## What you need to do
Convert every line of the listing below into a JSON list of strings, one string per line, leaving out any blank lines.

## Dataset records

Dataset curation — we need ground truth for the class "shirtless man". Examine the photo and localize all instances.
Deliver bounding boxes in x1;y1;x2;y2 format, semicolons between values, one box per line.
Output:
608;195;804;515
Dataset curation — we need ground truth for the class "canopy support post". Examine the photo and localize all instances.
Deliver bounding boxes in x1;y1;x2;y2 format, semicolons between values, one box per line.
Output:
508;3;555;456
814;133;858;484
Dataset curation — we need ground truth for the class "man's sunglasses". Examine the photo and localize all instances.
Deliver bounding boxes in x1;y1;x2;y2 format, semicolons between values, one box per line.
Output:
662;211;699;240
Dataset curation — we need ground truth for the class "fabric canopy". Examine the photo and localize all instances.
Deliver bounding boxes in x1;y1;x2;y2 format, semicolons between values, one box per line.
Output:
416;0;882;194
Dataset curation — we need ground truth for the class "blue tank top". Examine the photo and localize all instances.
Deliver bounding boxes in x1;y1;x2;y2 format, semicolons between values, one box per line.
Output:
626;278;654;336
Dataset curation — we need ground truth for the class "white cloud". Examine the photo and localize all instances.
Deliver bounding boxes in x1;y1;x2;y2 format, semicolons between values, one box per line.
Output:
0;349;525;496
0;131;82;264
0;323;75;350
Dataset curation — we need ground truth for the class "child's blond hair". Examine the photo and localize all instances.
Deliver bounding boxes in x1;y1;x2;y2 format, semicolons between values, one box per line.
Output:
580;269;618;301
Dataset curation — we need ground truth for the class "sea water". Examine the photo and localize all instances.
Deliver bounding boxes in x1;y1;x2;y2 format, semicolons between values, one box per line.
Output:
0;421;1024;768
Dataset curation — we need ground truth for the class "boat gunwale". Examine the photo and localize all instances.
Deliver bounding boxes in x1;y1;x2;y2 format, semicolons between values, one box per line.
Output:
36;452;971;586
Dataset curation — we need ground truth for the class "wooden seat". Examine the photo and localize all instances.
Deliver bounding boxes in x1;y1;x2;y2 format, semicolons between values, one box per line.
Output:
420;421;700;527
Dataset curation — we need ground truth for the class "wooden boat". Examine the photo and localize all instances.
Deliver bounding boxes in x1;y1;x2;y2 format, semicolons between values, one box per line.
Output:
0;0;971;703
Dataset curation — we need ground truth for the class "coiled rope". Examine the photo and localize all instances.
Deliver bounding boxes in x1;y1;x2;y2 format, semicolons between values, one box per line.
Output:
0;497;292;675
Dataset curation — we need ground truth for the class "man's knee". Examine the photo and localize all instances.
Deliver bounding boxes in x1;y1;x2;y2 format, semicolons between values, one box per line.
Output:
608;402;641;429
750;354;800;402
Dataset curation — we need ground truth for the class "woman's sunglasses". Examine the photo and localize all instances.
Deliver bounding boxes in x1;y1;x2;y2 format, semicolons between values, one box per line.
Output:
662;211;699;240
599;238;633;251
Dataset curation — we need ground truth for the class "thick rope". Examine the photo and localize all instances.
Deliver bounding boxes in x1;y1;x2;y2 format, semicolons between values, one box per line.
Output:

## Written response
[
  "Dataset curation — we need ground truth for the class \"shirtless man\". Examine the photo and localize all instances.",
  "Deliver bounding boxes in x1;y1;x2;y2 format, semicolons between values, one box per line.",
  "Output:",
  "608;195;804;515",
  "Dataset curation — we need ground truth for the class \"canopy support post\". Examine the photo and localize all instances.",
  "Deliver bounding boxes in x1;y1;x2;y2 format, semicolons between values, one box per line.",
  "Output:",
  "508;3;555;456",
  "814;133;858;484",
  "Dataset curation — we need ground truth for the class \"man's sunglasses\". Examine the photo and localize all instances.",
  "Deliver bounding boxes in x1;y1;x2;y2 format, semicolons between values, one box per line.",
  "Output:",
  "662;211;699;240",
  "Dataset curation — we need ground truth for the class \"fabric canopy\". Examine the photo and localize all instances.",
  "Deliver bounding boxes in x1;y1;x2;y2 format, semicolons between values, one box per line.",
  "Output:",
  "416;0;882;194",
  "Dataset curation — we need ground truth for the class \"blue tank top\". Examine the photo and localize all instances.",
  "Deliver bounding boxes in x1;y1;x2;y2 format, semicolons between values, one box per line.",
  "Output:",
  "626;278;654;336",
  "Dataset curation — we need ground truth for the class \"white cloud\". Examine the photo and localize all instances.",
  "Deliver bounding boxes in x1;y1;x2;y2 format, semicolons between values, one box per line.",
  "Output:",
  "0;349;525;496",
  "0;131;82;264",
  "0;323;75;350",
  "Dataset curation — we need ground truth for the class \"child's blond hair\". Examine the photo and localize all instances.",
  "Deliver bounding boxes in x1;y1;x2;y2 format, semicolons between values, one box per line.",
  "Output:",
  "580;269;618;301",
  "Dataset curation — we need ground truth for the class \"sea water\". Examine the photo and localize all instances.",
  "Deliver bounding boxes in x1;y1;x2;y2 format, semicolons between values, one box per line.",
  "Output:",
  "0;421;1024;768",
  "Dataset curation — we need ground truth for the class \"boat gunwale\". Examine the photo and localize all instances.",
  "Deliver bounding boxes in x1;y1;x2;y2 format, semicolons between values, one box per line.",
  "Output:",
  "36;452;971;586",
  "Dataset curation — we need ground truth for the class \"wooden seat\". Examine the photo and localize all instances.",
  "Deliver bounding boxes in x1;y1;x2;y2 format, semicolons between values, one box per line.",
  "Output:",
  "420;421;700;527",
  "Dataset curation — we need ground truth for the class \"wooden boat\". Examine the photo and localize all instances.",
  "Deliver bounding boxes in x1;y1;x2;y2 format, semicolons between values, one box per line.",
  "Output:",
  "0;0;971;703",
  "Dataset curation — we need ground truth for the class \"coiled rope\". Examine the photo and localize all instances.",
  "Deliver bounding boxes in x1;y1;x2;y2 format, semicolons between values, one box per line.",
  "Output:",
  "0;497;292;675",
  "Dataset curation — we need ground truth for the class \"man's knee\". Examine the photo and localize all instances.",
  "Deliver bounding boxes in x1;y1;x2;y2 format, semicolons between values, one box per line.",
  "Output:",
  "608;402;641;429",
  "750;354;800;402",
  "Dataset curation — we need ground truth for the class \"woman's sunglasses\". Examine the photo and localize all instances.",
  "Deliver bounding boxes in x1;y1;x2;y2 format, semicolons between values, one box per line.",
  "Output:",
  "662;211;699;240",
  "599;238;633;251",
  "Dataset curation — we need ground truth for the class \"thick rope\". Examine the photo and localize all instances.",
  "Deliver bounding boxes in x1;y1;x2;y2 format, semicolons between values, one box per line.",
  "Output:"
]